Work required>
Only the closing stretch of the material is wanted: the line containing "the jellyfish above? Mark it with a dot." and every line after it, transcribed exactly.

The data>
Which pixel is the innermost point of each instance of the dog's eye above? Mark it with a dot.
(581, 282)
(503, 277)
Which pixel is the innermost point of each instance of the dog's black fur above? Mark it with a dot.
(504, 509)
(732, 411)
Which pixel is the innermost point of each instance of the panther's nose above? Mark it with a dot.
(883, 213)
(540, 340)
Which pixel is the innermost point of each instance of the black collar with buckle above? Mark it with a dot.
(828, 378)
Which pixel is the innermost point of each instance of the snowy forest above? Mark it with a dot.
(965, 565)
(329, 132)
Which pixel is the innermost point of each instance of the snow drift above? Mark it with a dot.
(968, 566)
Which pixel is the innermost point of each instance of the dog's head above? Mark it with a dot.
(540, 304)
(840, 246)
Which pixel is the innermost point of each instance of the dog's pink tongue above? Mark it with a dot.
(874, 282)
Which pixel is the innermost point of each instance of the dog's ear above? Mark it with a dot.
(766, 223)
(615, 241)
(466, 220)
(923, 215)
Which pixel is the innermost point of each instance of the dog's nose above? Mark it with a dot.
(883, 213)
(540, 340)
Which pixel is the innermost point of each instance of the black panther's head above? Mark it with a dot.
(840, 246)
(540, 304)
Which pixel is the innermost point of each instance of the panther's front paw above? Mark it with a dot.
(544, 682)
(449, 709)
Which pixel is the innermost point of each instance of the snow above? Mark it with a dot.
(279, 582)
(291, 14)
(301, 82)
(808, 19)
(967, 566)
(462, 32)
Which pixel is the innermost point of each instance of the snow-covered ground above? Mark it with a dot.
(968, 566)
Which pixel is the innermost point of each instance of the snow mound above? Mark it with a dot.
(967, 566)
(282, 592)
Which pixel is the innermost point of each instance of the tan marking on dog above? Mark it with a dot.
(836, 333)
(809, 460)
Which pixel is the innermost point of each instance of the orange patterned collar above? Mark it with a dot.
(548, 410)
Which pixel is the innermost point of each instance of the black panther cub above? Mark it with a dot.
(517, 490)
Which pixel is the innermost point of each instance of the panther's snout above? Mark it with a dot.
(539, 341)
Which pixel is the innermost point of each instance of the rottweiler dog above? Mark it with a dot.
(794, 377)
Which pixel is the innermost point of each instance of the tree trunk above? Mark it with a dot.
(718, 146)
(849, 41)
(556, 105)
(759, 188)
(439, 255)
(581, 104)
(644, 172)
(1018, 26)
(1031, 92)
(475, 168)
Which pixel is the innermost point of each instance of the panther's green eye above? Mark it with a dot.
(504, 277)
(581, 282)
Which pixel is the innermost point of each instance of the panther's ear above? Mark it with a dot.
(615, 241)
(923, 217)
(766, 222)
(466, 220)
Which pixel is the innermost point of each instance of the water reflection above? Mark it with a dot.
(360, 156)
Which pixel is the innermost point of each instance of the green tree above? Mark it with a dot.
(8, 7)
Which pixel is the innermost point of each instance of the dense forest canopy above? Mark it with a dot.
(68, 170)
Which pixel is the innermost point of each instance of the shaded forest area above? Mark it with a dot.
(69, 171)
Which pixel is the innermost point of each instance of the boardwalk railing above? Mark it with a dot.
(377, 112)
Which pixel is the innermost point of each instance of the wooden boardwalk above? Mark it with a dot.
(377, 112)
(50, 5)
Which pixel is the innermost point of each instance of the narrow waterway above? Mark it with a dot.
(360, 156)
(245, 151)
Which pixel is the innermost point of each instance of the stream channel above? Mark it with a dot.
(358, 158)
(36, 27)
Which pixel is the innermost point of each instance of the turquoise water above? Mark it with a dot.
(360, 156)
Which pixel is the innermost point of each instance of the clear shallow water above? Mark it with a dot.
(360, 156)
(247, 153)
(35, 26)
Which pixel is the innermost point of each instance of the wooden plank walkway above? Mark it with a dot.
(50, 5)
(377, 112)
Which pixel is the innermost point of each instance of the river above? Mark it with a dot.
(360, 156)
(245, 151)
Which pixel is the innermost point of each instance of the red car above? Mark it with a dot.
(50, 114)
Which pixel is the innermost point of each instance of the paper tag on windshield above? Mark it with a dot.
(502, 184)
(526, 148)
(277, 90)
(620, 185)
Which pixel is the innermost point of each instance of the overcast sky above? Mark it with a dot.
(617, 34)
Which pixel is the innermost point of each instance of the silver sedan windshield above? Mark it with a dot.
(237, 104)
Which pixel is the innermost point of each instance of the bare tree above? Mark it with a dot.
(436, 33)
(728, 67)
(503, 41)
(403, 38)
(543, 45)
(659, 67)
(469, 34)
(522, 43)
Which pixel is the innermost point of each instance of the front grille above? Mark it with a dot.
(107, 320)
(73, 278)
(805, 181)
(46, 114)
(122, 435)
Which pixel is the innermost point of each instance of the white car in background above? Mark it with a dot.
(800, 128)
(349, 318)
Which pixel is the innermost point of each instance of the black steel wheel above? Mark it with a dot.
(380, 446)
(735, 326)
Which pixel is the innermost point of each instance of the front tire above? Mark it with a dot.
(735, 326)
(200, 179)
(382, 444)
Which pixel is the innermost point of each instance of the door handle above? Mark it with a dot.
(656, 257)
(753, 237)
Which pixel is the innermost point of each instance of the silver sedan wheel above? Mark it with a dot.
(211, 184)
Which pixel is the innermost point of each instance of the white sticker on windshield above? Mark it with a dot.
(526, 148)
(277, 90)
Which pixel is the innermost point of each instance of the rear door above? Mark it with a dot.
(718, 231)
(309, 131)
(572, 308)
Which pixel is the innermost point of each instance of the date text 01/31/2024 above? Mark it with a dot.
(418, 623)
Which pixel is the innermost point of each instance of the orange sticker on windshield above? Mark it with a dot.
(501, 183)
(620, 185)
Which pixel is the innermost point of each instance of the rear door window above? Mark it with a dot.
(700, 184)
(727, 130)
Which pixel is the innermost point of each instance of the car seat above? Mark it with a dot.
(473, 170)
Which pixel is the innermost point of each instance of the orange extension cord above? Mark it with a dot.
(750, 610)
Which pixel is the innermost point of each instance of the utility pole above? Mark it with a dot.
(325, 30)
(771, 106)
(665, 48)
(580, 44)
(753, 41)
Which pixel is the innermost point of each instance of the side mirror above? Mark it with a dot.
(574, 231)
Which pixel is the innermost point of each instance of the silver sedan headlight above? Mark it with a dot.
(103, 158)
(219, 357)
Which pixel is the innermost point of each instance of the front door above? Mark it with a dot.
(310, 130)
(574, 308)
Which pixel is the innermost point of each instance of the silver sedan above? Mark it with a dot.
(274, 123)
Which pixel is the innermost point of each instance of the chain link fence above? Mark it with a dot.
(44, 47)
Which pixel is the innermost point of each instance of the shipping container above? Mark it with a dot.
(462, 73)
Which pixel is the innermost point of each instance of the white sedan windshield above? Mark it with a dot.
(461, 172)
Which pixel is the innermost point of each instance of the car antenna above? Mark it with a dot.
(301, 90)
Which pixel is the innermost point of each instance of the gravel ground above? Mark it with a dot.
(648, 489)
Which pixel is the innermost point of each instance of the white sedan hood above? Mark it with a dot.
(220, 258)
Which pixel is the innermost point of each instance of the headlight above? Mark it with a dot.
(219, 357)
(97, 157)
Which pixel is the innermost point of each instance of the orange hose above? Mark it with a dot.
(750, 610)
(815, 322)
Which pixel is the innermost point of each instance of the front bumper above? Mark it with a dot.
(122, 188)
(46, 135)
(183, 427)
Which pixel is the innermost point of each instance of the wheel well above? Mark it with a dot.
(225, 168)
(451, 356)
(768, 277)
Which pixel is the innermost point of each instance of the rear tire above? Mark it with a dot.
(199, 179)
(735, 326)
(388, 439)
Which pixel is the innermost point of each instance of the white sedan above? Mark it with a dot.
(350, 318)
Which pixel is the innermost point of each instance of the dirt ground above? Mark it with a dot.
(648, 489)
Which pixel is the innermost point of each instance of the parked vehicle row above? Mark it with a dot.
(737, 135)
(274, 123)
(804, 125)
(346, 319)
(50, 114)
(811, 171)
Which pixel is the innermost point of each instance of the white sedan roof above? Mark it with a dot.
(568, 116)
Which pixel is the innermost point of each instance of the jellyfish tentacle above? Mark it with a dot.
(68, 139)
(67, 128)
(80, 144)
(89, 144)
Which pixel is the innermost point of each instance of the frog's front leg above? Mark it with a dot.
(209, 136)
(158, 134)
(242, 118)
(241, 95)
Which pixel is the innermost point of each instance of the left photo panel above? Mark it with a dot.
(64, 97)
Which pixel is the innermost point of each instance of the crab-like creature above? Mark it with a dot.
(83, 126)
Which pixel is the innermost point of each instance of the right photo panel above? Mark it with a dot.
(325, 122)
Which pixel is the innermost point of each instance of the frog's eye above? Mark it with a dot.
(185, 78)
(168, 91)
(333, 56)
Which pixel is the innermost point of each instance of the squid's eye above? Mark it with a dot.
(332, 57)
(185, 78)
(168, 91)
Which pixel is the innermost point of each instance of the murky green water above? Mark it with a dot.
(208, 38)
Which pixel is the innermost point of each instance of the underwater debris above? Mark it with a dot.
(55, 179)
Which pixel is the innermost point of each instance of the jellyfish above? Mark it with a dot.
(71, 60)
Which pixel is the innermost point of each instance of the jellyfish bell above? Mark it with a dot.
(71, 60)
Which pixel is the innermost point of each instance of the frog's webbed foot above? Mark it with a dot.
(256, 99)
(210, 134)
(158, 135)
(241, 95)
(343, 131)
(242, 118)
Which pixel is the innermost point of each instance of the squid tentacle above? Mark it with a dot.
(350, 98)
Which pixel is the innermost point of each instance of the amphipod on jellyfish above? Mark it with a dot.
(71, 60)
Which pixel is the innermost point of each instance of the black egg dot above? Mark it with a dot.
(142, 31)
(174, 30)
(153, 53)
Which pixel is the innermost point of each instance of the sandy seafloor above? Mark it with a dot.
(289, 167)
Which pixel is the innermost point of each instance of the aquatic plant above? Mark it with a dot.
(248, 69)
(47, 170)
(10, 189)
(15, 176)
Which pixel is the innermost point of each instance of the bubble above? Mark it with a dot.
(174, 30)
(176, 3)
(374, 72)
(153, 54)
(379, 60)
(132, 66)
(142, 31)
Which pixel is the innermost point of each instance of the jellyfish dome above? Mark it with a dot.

Solution to this problem>
Which pixel is the innermost point of each instance of the jellyfish above? Mark it with a dot.
(71, 60)
Which pixel is the innermost point of each instance of the jellyfish bell above? Mark it with a dot.
(71, 60)
Which pixel is the innermost point of each instance of the frog's webbed foot above? Mark it with a dot.
(256, 99)
(210, 134)
(158, 135)
(241, 95)
(343, 131)
(242, 118)
Which pixel is the innermost point of each instance of the squid tentacle above? Mark it with a dot.
(350, 98)
Which pixel is the innermost point of each instance of the amphipod on jellyfish above? Mark it with a dot.
(71, 60)
Which pixel is the innermost point of each instance of the black egg dot above? Mark it with a dot.
(142, 31)
(174, 30)
(153, 53)
Which pixel is the innermost point of each instance of the sandy seafloor above? Mark it with a dot.
(289, 167)
Which pixel is the innermost point of each instance of the aquatic plant above? Mark it with a dot.
(248, 69)
(47, 170)
(10, 189)
(15, 176)
Which pixel is the innermost point of each instance of the bubble above? Mark it with a dot.
(174, 30)
(176, 3)
(374, 72)
(153, 54)
(379, 60)
(132, 66)
(142, 31)
Which pixel is the innermost point of each instance of the jellyfish dome above? Mark it with a dot.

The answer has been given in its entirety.